> TASK TO CARRY OUT
Copy each of the records below character for character, leaving nothing out.

> DATASET EXCERPTS
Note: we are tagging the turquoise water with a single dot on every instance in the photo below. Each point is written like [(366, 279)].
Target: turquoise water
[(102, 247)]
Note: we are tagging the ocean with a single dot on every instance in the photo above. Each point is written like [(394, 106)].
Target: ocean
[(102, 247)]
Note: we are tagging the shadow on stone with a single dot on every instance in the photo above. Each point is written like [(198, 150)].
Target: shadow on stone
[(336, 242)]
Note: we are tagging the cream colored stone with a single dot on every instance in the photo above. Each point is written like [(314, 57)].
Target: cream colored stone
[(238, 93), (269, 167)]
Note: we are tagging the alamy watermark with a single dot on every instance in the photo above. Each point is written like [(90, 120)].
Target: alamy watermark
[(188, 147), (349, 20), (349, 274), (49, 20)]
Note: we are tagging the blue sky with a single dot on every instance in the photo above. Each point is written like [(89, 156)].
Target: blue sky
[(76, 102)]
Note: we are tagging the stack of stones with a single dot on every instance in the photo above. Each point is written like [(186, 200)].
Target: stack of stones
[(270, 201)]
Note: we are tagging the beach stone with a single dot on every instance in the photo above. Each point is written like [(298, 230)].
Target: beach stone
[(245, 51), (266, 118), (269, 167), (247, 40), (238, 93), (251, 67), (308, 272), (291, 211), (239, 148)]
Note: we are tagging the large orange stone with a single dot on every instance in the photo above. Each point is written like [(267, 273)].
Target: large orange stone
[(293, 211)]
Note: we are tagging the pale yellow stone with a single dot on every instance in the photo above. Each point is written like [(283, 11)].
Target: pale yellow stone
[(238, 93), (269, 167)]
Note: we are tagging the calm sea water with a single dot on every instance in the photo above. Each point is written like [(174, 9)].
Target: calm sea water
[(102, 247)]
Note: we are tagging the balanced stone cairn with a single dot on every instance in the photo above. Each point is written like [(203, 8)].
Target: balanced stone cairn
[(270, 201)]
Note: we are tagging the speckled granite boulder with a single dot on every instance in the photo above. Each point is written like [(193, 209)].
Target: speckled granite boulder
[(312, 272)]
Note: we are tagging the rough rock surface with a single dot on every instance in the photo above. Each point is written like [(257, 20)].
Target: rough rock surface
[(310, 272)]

> OUTPUT BELOW
Note: we are tagging the turquoise water with a single dot on every instance in the photo below. Each point is written like [(366, 279)].
Target: turquoise water
[(102, 247)]
Note: we are tagging the ocean with a single dot on every instance in the photo above. Each point is written like [(394, 106)].
Target: ocean
[(102, 247)]
Note: we are tagging the shadow on stone with a single dot on every instance in the photo above. Each point is written like [(198, 150)].
Target: shadow on stone
[(336, 242)]
Note: we are tagging the cream colored stone with a single dot on every instance in the photo above. Each point is written like [(314, 57)].
Target: cream colored stone
[(238, 93), (269, 167)]
Note: we are tagging the alamy watermark with a single dot on every instance in the photo above. Each point is written like [(90, 120)].
Target: alamy watermark
[(188, 147), (349, 20), (349, 274), (49, 20)]
Note: we are tagging the blue sky with a single dot on every instance in the photo above. Each point is written like [(89, 156)].
Target: blue sky
[(76, 102)]
Note: we are tagging the stack of stones with a single dot on every instance in the photo above. Each point is written like [(186, 200)].
Target: stack of stones
[(270, 201)]
Note: we are tagging the beach stone with a single dot on every instance in the photo above. Each point is written like [(298, 230)].
Target: beach stone
[(245, 51), (266, 118), (269, 167), (247, 40), (238, 93), (251, 67), (308, 272), (291, 211), (239, 148)]
Note: we are tagging the large orange stone with a single dot on every instance in the photo above. Each point is written like [(267, 273)].
Target: large orange stone
[(293, 211)]
Note: we are tagging the pale yellow stone with a single dot on every instance in the photo above. Each point is written like [(283, 11)].
Target: pale yellow stone
[(238, 93), (269, 167)]
Note: we are tagging the calm sea water with a single dot on every instance in the photo above. Each point is written like [(174, 9)].
Target: calm sea water
[(102, 247)]
Note: we are tagging the balanced stone cairn with a single dot on every instance in the photo above. Each point is written like [(203, 8)].
Target: balanced stone cairn
[(270, 201)]
Note: we are tagging the speckled granite boulder with a single dot on every instance in the photo above. Each point is written like [(193, 209)].
Target: speckled granite boulder
[(312, 272)]
Note: we are tagging the rough rock surface with a single dot on every instance in the photo above. Each point is written like [(257, 20)].
Target: rough rock surface
[(310, 272)]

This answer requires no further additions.